WORK INSTRUCTIONS >>
1. Decide whether each statement agrees with the excerpt on water hardness in cotton dyeing. Answer yes or no for each and quote the words of the text that settle it. (a) The work considered water hardness due to Ca, Mg and Fe. (b) Metal ions such as Fe and Al are generally present in natural waters in large amounts. (c) The effects of the parameters were evaluated by rubbing and washing tests, among others.
2. According to the excerpt on water hardness in cotton dyeing, what is the soap consuming capacity of a water sample mainly due to?
3. Summarize the excerpt on water hardness in cotton dyeing in two sentences.

EXTRACTED TEXT >>
────────────────────────────────────────

Byline: Faiza Saleem and Shahid Amin

Summary: In the present work, effect of hardness on dyeing of cotton fabric using bi-functional reactive dyes has been investigated. Water hardness due to Ca, Mg and Fe with different anions has been considered. For hardness parameters anions types and concentration are varied during this work. For bi-functional reactive dye parameters, dye shades with variable concentration values have been considered. Effects of these parameters i.e. dye type, concentration, hardness type and its concentration are evaluated by variation in color value, rubbing and washing tests.

Keywords: Bi-functional reactive dyes, Water hardness, Ca, Mg, Fe

Introduction

The role of water in dyeing as a vital raw material is of fundamental importance. Water is used as a system for the distribution of dye and energy in dyeing machines as well as it participates in the formation of dye-fiber bonds. Hard water was coined to define its soap consuming power, indicating quality with respect to its washing characteristics [1]. Soap consuming capacity of water sample is mainly due to the presence of calcium and magnesium metal ions. Other metal ions like Fe and Al also react with soap in the same fashion, thus contributing to hardness. Generally these are present in natural waters only in traces. Further carbonic acids can also cause free fatty acid to separate fabric from soap solution and thus contribute to hardness. However in practice the hardness of water sample is usually taken as a measure of its Ca and Mg contents [2].

────────────────────────────────────────

DATA SECTION >>
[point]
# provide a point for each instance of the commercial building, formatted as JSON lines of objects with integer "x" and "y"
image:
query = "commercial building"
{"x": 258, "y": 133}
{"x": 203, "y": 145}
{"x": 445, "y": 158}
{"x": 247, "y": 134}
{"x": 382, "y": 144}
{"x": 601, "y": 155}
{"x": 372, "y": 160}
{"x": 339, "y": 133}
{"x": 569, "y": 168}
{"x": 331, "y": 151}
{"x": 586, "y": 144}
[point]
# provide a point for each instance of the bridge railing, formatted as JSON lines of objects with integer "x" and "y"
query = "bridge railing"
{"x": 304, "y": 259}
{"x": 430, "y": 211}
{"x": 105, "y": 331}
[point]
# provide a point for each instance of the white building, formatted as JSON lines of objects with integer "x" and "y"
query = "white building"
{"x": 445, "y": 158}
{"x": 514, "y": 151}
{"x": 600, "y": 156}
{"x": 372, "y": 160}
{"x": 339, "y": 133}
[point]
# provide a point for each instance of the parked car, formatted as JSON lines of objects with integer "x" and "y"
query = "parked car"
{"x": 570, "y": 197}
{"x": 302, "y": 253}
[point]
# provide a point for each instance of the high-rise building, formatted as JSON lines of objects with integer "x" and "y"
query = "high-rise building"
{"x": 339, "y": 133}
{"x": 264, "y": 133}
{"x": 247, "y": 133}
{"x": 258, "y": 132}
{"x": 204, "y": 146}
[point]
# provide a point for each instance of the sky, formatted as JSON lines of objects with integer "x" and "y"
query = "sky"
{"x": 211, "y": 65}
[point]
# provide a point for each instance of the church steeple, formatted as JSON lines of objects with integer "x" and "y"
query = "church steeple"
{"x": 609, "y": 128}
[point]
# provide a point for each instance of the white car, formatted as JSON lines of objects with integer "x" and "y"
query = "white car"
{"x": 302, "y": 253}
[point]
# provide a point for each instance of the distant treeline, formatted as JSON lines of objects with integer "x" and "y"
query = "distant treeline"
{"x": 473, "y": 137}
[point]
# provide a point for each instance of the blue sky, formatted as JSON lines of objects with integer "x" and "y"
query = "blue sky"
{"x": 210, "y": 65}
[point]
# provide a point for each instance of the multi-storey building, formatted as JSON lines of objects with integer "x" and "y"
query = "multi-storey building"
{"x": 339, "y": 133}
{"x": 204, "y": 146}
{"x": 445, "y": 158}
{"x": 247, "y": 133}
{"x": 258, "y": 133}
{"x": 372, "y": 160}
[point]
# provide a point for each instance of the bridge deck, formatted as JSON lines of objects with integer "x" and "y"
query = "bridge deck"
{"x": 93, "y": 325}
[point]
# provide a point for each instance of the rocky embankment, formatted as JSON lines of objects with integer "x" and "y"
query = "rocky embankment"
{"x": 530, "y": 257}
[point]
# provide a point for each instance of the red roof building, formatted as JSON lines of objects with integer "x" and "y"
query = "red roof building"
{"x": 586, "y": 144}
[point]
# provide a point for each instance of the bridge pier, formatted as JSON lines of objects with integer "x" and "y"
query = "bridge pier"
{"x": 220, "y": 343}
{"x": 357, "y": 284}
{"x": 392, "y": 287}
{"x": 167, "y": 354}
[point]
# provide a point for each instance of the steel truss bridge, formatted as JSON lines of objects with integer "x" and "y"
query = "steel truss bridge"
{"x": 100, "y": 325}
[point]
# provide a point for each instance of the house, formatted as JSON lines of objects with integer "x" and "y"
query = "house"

────────────────────────────────────────

OUTPUTS FOR THE TASKS >>
1.
(a) Yes: "Water hardness due to Ca, Mg and Fe with different anions has been considered."
(b) No: "Generally these are present in natural waters only in traces."
(c) Yes: "evaluated by variation in color value, rubbing and washing tests."

2. The presence of calcium and magnesium metal ions.

3. The work investigates how water hardness from Ca, Mg and Fe affects the dyeing of cotton fabric with bi-functional reactive dyes, varying dye type and concentration along with hardness type and concentration and evaluating the effects through color value, rubbing and washing tests. Water distributes dye and energy in dyeing machines and takes part in forming dye-fiber bonds, and although ions such as Fe and Al also contribute to hardness, in practice hardness is usually taken as a measure of Ca and Mg contents.